[Directions]
Without any omission, reproduce the records that follow.
==== Material provided ====
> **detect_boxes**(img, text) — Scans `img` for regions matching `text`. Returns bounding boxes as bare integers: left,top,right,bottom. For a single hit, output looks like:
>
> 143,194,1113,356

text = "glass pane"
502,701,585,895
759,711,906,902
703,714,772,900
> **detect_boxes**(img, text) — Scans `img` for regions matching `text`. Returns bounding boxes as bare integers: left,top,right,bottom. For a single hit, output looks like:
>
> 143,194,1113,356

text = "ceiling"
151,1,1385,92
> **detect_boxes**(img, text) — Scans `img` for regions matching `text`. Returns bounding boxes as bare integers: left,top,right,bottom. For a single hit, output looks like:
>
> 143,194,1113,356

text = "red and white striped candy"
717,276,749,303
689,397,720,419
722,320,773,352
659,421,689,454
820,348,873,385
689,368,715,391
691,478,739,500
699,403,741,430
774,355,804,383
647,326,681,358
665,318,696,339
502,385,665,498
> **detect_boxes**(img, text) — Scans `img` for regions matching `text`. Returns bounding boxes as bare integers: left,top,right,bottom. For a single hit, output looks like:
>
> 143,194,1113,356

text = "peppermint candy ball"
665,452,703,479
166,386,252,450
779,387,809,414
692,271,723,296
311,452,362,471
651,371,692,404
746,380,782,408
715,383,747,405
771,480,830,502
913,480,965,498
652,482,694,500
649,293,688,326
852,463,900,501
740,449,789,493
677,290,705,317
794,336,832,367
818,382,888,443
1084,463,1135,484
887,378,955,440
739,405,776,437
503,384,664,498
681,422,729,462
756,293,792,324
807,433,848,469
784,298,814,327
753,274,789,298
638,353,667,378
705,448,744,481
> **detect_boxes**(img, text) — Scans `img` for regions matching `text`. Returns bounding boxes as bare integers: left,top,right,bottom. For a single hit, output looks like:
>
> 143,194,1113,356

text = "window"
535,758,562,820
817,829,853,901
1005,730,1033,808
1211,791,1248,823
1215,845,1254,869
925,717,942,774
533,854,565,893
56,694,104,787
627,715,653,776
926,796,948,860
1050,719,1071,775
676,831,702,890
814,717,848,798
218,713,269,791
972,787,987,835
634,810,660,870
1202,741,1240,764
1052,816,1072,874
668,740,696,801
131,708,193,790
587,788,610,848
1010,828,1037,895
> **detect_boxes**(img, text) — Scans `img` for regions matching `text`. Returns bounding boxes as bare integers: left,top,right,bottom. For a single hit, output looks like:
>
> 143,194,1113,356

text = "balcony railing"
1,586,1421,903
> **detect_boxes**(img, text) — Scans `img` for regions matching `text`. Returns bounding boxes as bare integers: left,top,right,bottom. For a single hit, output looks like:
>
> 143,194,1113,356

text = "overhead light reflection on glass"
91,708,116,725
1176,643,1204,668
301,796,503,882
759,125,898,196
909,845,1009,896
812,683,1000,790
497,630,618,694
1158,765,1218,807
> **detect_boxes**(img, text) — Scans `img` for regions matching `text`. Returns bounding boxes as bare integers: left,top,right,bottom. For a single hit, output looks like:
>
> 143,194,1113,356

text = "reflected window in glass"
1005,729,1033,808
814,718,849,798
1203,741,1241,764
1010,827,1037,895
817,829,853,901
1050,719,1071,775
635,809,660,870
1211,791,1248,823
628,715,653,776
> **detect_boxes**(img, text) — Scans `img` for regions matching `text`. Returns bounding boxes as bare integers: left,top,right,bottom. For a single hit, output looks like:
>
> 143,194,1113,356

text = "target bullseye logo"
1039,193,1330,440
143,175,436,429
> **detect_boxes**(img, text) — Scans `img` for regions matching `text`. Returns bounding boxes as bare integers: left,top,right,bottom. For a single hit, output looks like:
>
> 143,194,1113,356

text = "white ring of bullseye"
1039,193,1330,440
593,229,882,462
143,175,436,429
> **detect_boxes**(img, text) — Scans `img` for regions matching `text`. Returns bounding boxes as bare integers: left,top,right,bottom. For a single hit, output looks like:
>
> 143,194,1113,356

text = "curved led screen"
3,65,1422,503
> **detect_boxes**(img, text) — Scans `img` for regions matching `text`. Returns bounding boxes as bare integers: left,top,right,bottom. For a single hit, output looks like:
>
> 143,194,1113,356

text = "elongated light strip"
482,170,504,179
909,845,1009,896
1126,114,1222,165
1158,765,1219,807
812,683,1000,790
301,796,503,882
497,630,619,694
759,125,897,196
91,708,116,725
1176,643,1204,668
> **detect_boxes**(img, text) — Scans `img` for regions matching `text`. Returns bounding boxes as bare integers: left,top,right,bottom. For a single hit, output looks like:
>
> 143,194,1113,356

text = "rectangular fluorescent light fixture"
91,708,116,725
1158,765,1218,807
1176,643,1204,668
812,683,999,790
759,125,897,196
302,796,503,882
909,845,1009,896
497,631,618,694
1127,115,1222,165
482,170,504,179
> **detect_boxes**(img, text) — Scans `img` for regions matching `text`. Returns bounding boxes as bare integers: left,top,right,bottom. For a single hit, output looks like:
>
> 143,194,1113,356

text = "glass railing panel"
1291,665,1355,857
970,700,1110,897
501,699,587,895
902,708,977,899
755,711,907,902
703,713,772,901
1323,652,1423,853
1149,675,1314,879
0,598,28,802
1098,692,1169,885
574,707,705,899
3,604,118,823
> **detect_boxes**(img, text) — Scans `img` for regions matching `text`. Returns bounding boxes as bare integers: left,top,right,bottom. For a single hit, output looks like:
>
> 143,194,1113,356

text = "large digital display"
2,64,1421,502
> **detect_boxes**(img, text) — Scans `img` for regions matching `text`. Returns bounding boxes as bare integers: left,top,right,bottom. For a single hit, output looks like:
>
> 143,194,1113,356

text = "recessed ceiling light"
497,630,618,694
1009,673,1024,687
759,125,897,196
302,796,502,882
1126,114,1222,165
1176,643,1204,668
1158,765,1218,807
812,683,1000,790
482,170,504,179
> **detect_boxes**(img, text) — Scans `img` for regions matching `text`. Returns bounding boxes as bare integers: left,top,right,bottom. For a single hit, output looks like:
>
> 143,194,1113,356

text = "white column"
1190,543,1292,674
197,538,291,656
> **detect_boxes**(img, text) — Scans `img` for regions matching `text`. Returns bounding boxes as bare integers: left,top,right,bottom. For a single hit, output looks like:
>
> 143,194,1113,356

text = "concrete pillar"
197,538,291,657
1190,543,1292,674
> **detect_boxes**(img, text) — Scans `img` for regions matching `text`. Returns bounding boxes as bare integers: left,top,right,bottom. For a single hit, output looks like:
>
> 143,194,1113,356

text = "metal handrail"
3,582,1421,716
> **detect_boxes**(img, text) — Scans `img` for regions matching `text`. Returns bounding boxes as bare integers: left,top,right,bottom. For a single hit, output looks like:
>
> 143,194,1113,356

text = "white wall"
====
[Reply]
> **detect_boxes**(img, text) — Scans `img` for regions matching `text`. Returns bounding boxes as bare integers: left,top,right,bottom. For a single hit, output looks like:
>
> 143,194,1113,356

text = "glass pane"
502,701,585,895
759,711,906,902
703,714,772,900
> **detect_boxes**(img, text) — Scans `img` for regions matching `text`. Returns bounding boxes as bare integers: left,top,right,bottom. For a single hit, output looks like:
>
> 143,194,1113,356

text = "ceiling"
151,1,1385,92
> **detect_boxes**(img, text) — Scans `img` for regions matching `text`. Returns bounding boxes as bare integers: left,top,right,bottom. For a single hit, output looks like:
>
> 143,194,1113,356

text = "red and white striped candy"
717,276,749,303
689,397,720,419
722,320,773,352
659,421,689,454
820,348,873,385
689,368,715,391
691,478,739,500
699,403,741,430
774,355,804,383
647,326,681,358
665,318,696,339
502,385,665,498
> **detect_boxes**(img, text) — Scans `img` for regions matching `text`. Returns bounding boxes as bare integers: left,top,right,bottom. For a single hit, output looks like:
>
> 143,194,1113,356

text = "peppermint candy ball"
665,452,703,479
166,386,252,450
779,387,809,414
692,271,723,296
311,452,362,471
651,371,692,404
746,380,782,408
715,383,747,405
771,480,830,502
913,480,965,498
652,482,694,500
649,293,688,326
852,463,900,501
740,449,789,493
677,290,705,317
794,336,832,367
818,382,888,443
1084,463,1135,484
887,378,955,440
739,405,776,437
503,384,664,498
681,422,729,462
756,293,792,324
807,433,848,469
784,298,814,327
753,274,789,298
638,353,667,378
705,448,744,481
> **detect_boxes**(img, text) — Scans `img` for regions matching `text`. Returns bounding boxes as bare integers: left,top,right,bottom. For a single hit, output looks like:
>
> 143,194,1113,356

text = "window"
535,758,562,820
817,829,853,901
1005,730,1033,808
1211,791,1248,823
1215,845,1254,869
925,717,942,774
533,854,565,893
56,694,104,787
627,715,653,776
926,796,948,860
1050,719,1071,775
676,831,702,890
814,717,848,798
218,713,269,791
972,787,987,835
634,810,660,870
1202,741,1240,764
1052,816,1072,874
668,740,696,801
131,708,193,790
587,788,610,848
1010,828,1037,895
> **detect_boxes**(img, text) — Scans `img` for regions matching `text`. Returns bounding boxes as bare integers: left,top,right,bottom. For a single hit, output looks like:
>
> 143,194,1113,356

text = "balcony railing"
1,586,1421,903
> **detect_boxes**(img, text) — Scans `img` for regions matching `text`. Returns bounding boxes as bare integers: left,top,right,bottom. For a single hit, output looks like:
>
> 143,194,1113,356

text = "overhead light reflection on glass"
91,708,116,725
1176,643,1204,668
301,796,503,882
759,125,898,196
909,845,1009,896
812,683,1000,790
497,630,618,694
1158,765,1218,807
> **detect_boxes**(img, text) — Scans `img` for regions matching `text`. Returns bounding boxes as bare integers: left,top,right,bottom. For a single hit, output looks like:
>
> 143,194,1113,356

text = "reflected window in glass"
1005,729,1033,808
814,718,849,798
1203,741,1241,764
1010,827,1037,895
817,829,853,901
1050,719,1071,775
635,809,660,870
1211,791,1248,823
628,715,653,776
> **detect_boxes**(img, text) — Scans `img` for regions matching `text`. Returns bounding boxes as bare integers: left,top,right,bottom. For a single hit, output looks like:
>
> 143,194,1113,356

text = "target bullseye logo"
1039,193,1330,440
143,175,436,429
> **detect_boxes**(img, text) — Scans `img` for regions matching `text`. Returns bounding boxes as bare integers: left,top,right,bottom. For a single hit, output looks like:
>
> 143,194,1113,356

text = "white ring of bullseye"
1039,193,1330,440
593,229,882,462
143,175,436,429
> **detect_boxes**(img, text) — Scans `img` for regions matching `text`. Returns bounding boxes as bare integers: left,top,right,bottom. For a single hit, output looks like:
>
> 143,194,1113,356

text = "curved led screen"
3,65,1422,503
> **detect_boxes**(img, text) — Scans `img` for regions matching `text`. Returns bounding boxes as bare integers: left,top,right,bottom. For a single hit, output looks like:
>
> 143,194,1113,356

text = "elongated light strip"
482,170,504,179
909,845,1009,896
1126,114,1222,165
1158,765,1219,807
812,683,1000,790
301,796,503,882
497,630,619,694
759,125,897,196
91,708,116,725
1176,643,1204,668
> **detect_boxes**(img, text) — Scans `img` for regions matching `text`. Returns bounding boxes as bare integers: left,top,right,bottom. For a single hit, output looks like:
>
> 143,194,1113,356

text = "rectangular fluorescent light fixture"
91,708,116,725
1158,765,1218,807
1176,643,1204,668
812,683,999,790
759,125,897,196
302,796,503,882
909,845,1009,896
497,631,618,694
1127,115,1222,165
482,170,504,179
> **detect_boxes**(img, text) — Scans `img` for regions matching `text`. Returns bounding boxes as bare integers: left,top,right,bottom. For a single hit, output looks like:
>
> 143,194,1113,356

text = "glass railing panel"
1291,665,1355,857
970,700,1110,897
501,699,587,895
902,708,977,899
755,711,907,902
703,713,772,901
1323,652,1423,853
1149,675,1314,879
0,598,28,802
1098,692,1169,885
574,707,705,899
3,604,118,823
> **detect_boxes**(img, text) — Scans `img` for regions matching `text`. Returns bounding boxes as bare integers: left,top,right,bottom. For a single hit, output looks like:
>
> 143,194,1113,356

text = "large digital display"
2,64,1421,502
> **detect_boxes**(img, text) — Scans `img` for regions matching `text`. Returns bounding boxes as bare integers: left,top,right,bottom. For a single hit, output looks like:
>
> 143,194,1113,356

text = "recessed ceiling light"
497,630,618,694
1009,673,1024,687
759,125,897,196
302,796,502,882
1126,114,1222,165
1176,643,1204,668
1158,765,1218,807
812,683,1000,790
482,170,504,179
> **detect_boxes**(img, text) — Scans `img` for regions matching `text`. Returns bounding boxes as bare integers: left,top,right,bottom. For a single hit, output looks like:
>
> 143,194,1113,356

text = "white column"
1190,543,1292,674
197,538,291,656
> **detect_boxes**(img, text) — Scans `img` for regions matching `text`. Returns bounding boxes as bare integers: left,top,right,bottom. For a single hit, output looks like:
>
> 143,194,1113,356

text = "concrete pillar"
197,538,291,657
1190,543,1292,674
> **detect_boxes**(img, text) — Scans `img` for regions matching `text`. Returns bounding boxes as bare integers: left,top,right,bottom. For a single hit, output looks like:
>
> 143,194,1113,356

text = "metal handrail"
3,582,1421,716
> **detect_boxes**(img, text) — Scans `img` for regions matching `text`. Returns bounding boxes as bare integers: left,top,right,bottom. For a single hit, output looks like:
>
> 143,194,1113,356

text = "white wall"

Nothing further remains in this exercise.